## [Requirement a]
Answer these questions using the article on Tyson Gay's doping ban:
(i) Which organization announced the one-year ban?
(ii) What was Gay's time in the London 100m final?
(iii) From what date were all of Gay's results disqualified?

Tyson Gay hands back his Olympic medal after he’s hit with one-year doping ban

US track star will be eligble to retun to competition at the end of June.

Gay, 31, has already handed back the relay silver he won at the London Olympics.
Gay, 31, has already handed back the relay silver he won at the London Olympics.
Image: EMPICS Sport

US SPRINT STAR Tyson Gay has received a one-year doping ban from the US Anti-Doping Association (USADA) and handed back his 2012 London Olympics silver medal.

USADA announced that the 31-year-old American track star tested positive for a banned anabolic steroid in two random out-of-competition tests and one event doping test in urine samples taken last year by both USADA and the world governing body IAAF.

While the suspension timing means that Gay can return to competition next month, he will do so too late to take part in Diamond League meets at New York or Eugene, Oregon, or qualify for the US Track and Field Championships at Sacramento, California, on 26-29 June.

Gay accepted a one-year doping ban from June 2013 and the disqualification of all results dating to July 15, 2012 — the date he first used a product that contained a banned substance.

He also forfeited all prizes obtained from that date, which included voiding his effort on the US Olympic men’s 4x100m relay runner-up squad at London. USADA said Gay has already handed over his silver medal to US Olympic Committee officials.

Also thrown out was Gay’s fourth-place showing from London in the 100m final in 9.80 seconds, what had been the fastest non-medal effort in Olympic history.

After learning of his violation last year, Gay went public and said that while he never knowingly or willfully took a banned substance, he had made a mistake but did not elaborate.

Position identification entries:

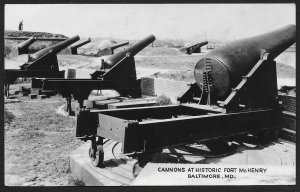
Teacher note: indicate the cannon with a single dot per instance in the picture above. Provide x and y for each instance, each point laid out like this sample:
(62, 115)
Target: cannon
(110, 49)
(40, 64)
(75, 47)
(117, 72)
(22, 48)
(196, 48)
(234, 95)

## [Requirement b]
Could you rewrite the lines of the entries as a Markdown table with the columns "No." and "Line," numbering each row and skipping blank lines? Leave the pictures out of the answer.

## [Task answer a]
(i) The US Anti-Doping Association (USADA).
(ii) 9.80 seconds.
(iii) July 15, 2012.

## [Task answer b]
| No. | Line |
|---|---|
| 1 | Teacher note: indicate the cannon with a single dot per instance in the picture above. Provide x and y for each instance, each point laid out like this sample: |
| 2 | (62, 115) |
| 3 | Target: cannon |
| 4 | (110, 49) |
| 5 | (40, 64) |
| 6 | (75, 47) |
| 7 | (117, 72) |
| 8 | (22, 48) |
| 9 | (196, 48) |
| 10 | (234, 95) |